- _EXERCISE_:
Starting at the line that contains "For the black cap" and ending with the last line of the data below, lay out each line as an item in a numbered list, leaving out any blank lines.

# start of DATA IN THIS EXERCISE

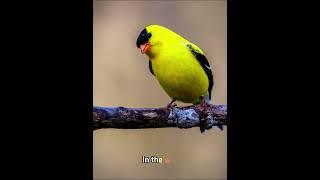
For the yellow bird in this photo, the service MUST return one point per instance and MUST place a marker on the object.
(180, 66)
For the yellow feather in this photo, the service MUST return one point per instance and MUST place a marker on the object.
(175, 67)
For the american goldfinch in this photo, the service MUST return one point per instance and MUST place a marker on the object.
(180, 66)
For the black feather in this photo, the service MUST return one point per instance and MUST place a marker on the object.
(143, 37)
(205, 65)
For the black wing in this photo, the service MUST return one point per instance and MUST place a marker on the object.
(205, 65)
(150, 67)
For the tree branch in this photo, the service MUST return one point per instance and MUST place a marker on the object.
(182, 117)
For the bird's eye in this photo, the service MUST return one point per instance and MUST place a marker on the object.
(143, 37)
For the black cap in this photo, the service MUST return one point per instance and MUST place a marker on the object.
(143, 37)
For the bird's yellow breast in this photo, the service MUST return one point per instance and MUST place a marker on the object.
(180, 74)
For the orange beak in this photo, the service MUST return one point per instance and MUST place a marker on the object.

# end of DATA IN THIS EXERCISE

- _OUTPUT FOR THIS TASK_:
1. For the black cap in this photo, the service MUST return one point per instance and MUST place a marker on the object.
2. (143, 37)
3. For the bird's yellow breast in this photo, the service MUST return one point per instance and MUST place a marker on the object.
4. (180, 74)
5. For the orange beak in this photo, the service MUST return one point per instance and MUST place a marker on the object.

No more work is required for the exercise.